Activity
Print every entry below again. Nothing may differ from the original.

--- START ---

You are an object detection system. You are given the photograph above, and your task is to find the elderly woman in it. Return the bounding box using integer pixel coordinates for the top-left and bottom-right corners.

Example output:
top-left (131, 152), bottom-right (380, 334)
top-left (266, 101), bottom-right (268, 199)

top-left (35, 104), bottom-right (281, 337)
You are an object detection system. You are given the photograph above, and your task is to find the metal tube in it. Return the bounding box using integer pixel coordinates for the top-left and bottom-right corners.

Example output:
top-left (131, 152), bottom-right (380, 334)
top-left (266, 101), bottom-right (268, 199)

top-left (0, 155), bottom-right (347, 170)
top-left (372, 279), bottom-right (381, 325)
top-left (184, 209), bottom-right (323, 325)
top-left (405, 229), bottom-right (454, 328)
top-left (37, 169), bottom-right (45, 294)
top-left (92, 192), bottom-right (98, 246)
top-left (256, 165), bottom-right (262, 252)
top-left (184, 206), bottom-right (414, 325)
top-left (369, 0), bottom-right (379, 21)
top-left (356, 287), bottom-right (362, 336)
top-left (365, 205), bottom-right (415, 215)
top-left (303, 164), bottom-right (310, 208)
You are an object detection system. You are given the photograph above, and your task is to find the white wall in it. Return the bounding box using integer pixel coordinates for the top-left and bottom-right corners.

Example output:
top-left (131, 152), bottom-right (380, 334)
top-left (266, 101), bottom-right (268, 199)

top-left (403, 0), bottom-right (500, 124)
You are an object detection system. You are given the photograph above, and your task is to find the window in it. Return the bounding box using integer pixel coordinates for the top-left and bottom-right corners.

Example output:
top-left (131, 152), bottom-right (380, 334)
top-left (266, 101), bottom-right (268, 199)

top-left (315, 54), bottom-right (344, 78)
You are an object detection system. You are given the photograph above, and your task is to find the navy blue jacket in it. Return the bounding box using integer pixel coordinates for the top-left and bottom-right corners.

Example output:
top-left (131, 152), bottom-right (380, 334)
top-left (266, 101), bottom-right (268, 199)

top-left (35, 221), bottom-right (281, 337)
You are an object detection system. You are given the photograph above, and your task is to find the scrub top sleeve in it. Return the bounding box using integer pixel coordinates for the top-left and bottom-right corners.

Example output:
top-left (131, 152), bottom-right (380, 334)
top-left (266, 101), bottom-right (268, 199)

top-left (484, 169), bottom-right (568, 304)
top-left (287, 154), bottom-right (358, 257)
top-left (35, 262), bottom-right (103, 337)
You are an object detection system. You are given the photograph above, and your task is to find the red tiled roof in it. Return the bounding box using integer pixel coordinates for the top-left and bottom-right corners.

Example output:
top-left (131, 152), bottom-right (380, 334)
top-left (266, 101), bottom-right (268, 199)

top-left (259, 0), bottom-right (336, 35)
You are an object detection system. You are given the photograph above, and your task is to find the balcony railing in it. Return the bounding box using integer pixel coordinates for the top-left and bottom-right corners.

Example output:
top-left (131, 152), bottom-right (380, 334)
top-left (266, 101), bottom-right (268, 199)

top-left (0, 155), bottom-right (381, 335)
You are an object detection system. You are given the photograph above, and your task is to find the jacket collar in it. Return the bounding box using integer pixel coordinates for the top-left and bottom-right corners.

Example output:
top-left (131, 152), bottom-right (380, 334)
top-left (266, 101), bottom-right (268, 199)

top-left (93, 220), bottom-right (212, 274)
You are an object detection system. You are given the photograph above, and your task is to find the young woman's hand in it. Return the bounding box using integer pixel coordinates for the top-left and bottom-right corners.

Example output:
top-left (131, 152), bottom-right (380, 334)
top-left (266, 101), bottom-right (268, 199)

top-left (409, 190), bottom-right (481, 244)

--- END ---

Answer for this exercise
You are an object detection system. You are given the photograph above, and your task is to find the elderly woman in it. Return the bounding box using integer pixel coordinates for the top-left and bottom-right corners.

Example output:
top-left (131, 152), bottom-right (380, 334)
top-left (266, 101), bottom-right (268, 199)

top-left (35, 104), bottom-right (281, 337)
You are an object detection system. You are given the photograph above, and your task is to find the metal tube in it. Return the bounding box using integer pixel coordinates for the top-left and bottom-right corners.

Example output:
top-left (131, 152), bottom-right (380, 334)
top-left (266, 101), bottom-right (268, 199)

top-left (0, 155), bottom-right (347, 170)
top-left (372, 279), bottom-right (381, 325)
top-left (184, 209), bottom-right (323, 325)
top-left (405, 229), bottom-right (454, 328)
top-left (37, 169), bottom-right (45, 294)
top-left (92, 192), bottom-right (98, 246)
top-left (256, 165), bottom-right (262, 252)
top-left (184, 206), bottom-right (414, 325)
top-left (369, 0), bottom-right (379, 21)
top-left (356, 287), bottom-right (362, 336)
top-left (365, 205), bottom-right (415, 215)
top-left (303, 164), bottom-right (310, 208)
You are an object detection system. You are given the photograph above, and your task is to find the white wall in it. Return the bounding box using integer pixel coordinates for the top-left and bottom-right corners.

Example output:
top-left (131, 152), bottom-right (380, 334)
top-left (266, 101), bottom-right (268, 199)

top-left (403, 0), bottom-right (500, 124)
You are an object detection system. You are given the photograph above, and your task is to find the window in it. Return the bounding box using integer pixel coordinates for the top-left and bottom-right corners.

Example output:
top-left (131, 152), bottom-right (380, 334)
top-left (266, 101), bottom-right (268, 199)

top-left (315, 54), bottom-right (344, 78)
You are an object detection system. You are given the photograph above, and your task is to find the navy blue jacket in it. Return the bounding box using integer pixel coordinates for the top-left and bottom-right corners.

Example output:
top-left (131, 152), bottom-right (380, 334)
top-left (266, 101), bottom-right (268, 199)

top-left (35, 221), bottom-right (281, 337)
You are an object detection system. You are given the photograph above, and your task is to find the scrub top sleeve in it. Return the bounding box using integer pixel coordinates for the top-left and bottom-right corners.

Example output:
top-left (131, 152), bottom-right (380, 334)
top-left (266, 101), bottom-right (268, 199)

top-left (484, 169), bottom-right (568, 304)
top-left (287, 154), bottom-right (358, 257)
top-left (35, 262), bottom-right (103, 337)
You are an object detection system. You are given the photograph above, and your task is to find the red tiled roof in it. Return the bounding box using integer pixel coordinates for the top-left and bottom-right corners.

Example output:
top-left (131, 152), bottom-right (380, 334)
top-left (266, 101), bottom-right (268, 199)

top-left (259, 0), bottom-right (336, 35)
You are an object detection system. You are given the photograph above, and your task is to find the balcony railing in it. Return the bounding box using integer pixel coordinates for the top-left and bottom-right corners.

Example output:
top-left (131, 152), bottom-right (380, 334)
top-left (266, 101), bottom-right (268, 199)

top-left (0, 155), bottom-right (381, 335)
You are an object detection system. You are given the photograph above, and your task is to find the jacket collar in it. Return the bounding box using integer pixel coordinates for the top-left and bottom-right corners.

Example output:
top-left (131, 152), bottom-right (380, 334)
top-left (266, 101), bottom-right (268, 199)

top-left (93, 220), bottom-right (212, 274)
You are an object detection system. You are given the photograph above, and your task is to find the young woman's hand in it. Return the bounding box using integer pixel coordinates for the top-left and bottom-right corners.

Example output:
top-left (131, 152), bottom-right (380, 334)
top-left (266, 101), bottom-right (268, 199)

top-left (409, 190), bottom-right (481, 244)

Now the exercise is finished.